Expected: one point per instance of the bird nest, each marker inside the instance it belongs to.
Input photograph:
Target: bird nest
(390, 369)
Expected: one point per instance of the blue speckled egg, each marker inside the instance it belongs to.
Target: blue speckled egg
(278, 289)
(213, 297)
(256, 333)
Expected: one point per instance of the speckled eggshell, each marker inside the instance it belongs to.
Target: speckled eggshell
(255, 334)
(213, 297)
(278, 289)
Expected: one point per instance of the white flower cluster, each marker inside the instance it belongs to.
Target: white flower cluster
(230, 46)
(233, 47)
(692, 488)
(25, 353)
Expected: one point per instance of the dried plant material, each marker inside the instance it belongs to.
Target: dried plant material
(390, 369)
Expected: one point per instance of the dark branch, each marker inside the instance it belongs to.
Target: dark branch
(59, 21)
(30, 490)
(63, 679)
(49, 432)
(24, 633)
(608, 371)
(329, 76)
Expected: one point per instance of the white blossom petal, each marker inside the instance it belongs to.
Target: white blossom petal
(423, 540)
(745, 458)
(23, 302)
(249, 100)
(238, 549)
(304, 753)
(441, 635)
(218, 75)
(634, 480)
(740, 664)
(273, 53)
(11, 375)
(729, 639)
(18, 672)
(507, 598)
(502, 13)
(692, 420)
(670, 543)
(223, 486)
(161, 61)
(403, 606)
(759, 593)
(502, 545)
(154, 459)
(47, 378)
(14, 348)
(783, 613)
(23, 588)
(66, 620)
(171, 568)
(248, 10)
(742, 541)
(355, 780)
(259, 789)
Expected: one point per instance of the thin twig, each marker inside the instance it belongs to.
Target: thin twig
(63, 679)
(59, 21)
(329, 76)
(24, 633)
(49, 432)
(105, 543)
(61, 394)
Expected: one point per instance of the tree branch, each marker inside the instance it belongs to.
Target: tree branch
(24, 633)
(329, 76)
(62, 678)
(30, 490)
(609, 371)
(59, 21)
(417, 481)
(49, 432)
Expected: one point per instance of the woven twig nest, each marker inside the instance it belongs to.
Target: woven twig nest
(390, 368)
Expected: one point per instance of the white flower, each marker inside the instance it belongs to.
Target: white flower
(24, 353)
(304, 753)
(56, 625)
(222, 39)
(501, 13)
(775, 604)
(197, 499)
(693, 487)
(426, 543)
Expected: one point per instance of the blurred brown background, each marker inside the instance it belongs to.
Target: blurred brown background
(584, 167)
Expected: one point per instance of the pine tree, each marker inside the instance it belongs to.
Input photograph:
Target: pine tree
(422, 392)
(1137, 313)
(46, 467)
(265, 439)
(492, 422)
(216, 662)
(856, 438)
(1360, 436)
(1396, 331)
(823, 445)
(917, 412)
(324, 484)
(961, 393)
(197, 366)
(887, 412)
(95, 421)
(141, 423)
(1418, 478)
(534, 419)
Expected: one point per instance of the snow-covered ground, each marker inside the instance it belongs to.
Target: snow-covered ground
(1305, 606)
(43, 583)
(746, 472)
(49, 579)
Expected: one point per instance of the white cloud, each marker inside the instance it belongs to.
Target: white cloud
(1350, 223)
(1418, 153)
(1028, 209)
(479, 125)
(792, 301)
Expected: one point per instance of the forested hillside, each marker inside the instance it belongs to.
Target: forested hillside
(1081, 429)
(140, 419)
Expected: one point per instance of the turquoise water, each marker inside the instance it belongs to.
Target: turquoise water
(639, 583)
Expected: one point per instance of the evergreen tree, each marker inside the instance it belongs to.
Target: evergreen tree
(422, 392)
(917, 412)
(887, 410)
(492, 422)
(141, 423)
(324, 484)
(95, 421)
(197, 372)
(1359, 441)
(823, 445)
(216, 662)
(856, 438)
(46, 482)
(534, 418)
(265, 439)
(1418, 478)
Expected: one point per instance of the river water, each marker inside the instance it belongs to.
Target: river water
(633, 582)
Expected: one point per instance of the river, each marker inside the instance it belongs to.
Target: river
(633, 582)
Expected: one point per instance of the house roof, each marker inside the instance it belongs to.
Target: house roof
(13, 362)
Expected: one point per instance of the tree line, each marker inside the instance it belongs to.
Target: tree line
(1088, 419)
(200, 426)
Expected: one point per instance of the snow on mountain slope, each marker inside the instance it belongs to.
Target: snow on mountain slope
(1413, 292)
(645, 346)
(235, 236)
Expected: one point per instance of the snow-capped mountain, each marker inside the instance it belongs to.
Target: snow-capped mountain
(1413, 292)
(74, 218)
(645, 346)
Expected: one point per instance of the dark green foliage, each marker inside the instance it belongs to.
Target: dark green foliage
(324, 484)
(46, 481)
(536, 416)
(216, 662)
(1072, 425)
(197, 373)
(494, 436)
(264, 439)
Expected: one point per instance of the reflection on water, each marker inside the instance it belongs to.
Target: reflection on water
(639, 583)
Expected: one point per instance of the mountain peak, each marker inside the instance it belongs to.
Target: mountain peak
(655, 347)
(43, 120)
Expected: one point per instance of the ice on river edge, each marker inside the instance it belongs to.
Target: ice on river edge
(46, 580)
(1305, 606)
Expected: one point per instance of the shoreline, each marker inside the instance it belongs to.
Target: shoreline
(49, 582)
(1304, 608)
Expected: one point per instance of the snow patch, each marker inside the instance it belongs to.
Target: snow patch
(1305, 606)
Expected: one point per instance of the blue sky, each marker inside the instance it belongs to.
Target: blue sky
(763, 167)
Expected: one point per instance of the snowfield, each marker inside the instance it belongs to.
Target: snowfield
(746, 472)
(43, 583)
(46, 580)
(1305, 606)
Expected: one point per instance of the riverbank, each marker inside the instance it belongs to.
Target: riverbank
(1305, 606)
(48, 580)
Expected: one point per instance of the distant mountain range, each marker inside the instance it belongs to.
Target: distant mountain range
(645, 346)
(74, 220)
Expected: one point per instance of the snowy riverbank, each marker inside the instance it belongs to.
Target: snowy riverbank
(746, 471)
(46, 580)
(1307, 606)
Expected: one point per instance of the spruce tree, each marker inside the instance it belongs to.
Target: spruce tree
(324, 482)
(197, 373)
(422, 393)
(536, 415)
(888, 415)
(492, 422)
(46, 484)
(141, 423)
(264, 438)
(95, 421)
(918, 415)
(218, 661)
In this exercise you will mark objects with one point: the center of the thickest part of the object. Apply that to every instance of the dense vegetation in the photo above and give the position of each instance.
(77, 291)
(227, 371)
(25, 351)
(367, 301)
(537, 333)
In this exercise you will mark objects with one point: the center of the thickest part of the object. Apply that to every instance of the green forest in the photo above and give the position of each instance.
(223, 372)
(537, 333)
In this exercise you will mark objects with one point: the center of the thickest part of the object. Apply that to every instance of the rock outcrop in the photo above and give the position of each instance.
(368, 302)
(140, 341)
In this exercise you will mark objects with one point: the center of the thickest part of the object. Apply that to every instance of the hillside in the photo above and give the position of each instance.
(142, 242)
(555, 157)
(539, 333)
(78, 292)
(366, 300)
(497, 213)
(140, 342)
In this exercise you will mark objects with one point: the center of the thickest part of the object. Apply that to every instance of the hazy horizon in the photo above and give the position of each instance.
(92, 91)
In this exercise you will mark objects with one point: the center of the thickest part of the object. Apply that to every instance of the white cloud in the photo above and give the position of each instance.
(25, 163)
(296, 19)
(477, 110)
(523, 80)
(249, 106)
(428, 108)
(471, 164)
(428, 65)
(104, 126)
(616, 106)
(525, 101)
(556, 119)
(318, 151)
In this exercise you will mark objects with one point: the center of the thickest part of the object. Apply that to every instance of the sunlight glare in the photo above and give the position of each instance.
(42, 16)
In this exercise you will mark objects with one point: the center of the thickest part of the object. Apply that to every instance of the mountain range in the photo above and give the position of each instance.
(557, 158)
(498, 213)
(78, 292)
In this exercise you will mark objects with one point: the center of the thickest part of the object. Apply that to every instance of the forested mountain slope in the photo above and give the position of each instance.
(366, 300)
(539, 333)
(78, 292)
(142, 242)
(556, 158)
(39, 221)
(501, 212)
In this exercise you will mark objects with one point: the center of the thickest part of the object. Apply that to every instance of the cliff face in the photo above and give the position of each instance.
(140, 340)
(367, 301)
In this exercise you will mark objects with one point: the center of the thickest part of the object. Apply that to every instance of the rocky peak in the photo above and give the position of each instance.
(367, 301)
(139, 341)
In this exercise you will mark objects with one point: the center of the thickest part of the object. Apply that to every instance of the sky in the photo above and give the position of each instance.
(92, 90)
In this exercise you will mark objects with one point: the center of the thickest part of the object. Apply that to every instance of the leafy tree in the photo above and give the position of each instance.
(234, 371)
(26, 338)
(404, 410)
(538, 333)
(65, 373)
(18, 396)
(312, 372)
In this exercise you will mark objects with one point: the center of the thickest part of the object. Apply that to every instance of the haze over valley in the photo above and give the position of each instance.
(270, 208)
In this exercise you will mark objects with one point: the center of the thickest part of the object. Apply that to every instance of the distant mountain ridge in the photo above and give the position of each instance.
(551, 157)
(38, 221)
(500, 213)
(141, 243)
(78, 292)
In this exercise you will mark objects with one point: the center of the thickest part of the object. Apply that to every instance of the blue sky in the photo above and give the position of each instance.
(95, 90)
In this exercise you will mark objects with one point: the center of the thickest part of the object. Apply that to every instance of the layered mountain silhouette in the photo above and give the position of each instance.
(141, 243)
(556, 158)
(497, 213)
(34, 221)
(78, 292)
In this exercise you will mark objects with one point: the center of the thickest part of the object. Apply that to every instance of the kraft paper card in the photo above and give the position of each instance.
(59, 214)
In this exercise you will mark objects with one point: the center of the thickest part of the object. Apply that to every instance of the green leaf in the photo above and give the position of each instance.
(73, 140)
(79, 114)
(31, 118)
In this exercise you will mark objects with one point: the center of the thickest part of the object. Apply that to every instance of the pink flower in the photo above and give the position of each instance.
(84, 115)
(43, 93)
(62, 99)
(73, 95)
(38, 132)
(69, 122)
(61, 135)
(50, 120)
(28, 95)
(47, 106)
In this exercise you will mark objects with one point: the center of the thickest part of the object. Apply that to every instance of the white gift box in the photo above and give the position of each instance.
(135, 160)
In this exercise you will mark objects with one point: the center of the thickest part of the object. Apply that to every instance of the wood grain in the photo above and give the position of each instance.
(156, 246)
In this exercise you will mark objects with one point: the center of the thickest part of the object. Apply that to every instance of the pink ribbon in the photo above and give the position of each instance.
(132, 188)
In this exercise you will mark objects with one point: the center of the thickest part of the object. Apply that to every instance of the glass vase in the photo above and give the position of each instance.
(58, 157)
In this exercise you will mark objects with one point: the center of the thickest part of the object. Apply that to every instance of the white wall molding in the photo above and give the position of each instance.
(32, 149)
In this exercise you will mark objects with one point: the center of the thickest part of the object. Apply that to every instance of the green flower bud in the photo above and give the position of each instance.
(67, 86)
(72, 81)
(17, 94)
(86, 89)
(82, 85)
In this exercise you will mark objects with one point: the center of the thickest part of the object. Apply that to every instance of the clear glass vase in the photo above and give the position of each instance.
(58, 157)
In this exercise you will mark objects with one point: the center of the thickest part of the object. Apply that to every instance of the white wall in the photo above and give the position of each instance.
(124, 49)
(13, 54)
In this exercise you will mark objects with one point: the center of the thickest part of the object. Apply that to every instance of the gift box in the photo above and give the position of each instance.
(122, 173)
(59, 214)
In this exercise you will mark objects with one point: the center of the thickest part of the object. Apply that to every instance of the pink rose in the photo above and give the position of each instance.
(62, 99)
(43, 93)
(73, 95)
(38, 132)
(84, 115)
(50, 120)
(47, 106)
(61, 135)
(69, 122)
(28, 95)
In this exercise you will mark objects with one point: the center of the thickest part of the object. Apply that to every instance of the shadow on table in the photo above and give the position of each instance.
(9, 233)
------------------------------------------------------------
Your task – Take the line with "of the gift" and all lines after it to the last line, and reproduce them exactly.

Answer to the problem –
In this exercise you will mark objects with one point: the center of the thickest part of the object. Apply that to every instance of the gift box in the photo above and give the position of each instance.
(122, 173)
(59, 214)
In this exercise you will mark objects with one point: the center of the thickest part of the object. Apply that to every instance of the pink rose in the photo above and give the position of each instance.
(62, 99)
(43, 93)
(73, 95)
(38, 132)
(84, 115)
(50, 120)
(47, 106)
(61, 135)
(69, 122)
(28, 95)
In this exercise you will mark objects with one point: the center of the thickest part of the object. Apply that to every instance of the shadow on table in the photo above and give the position of each instance.
(9, 233)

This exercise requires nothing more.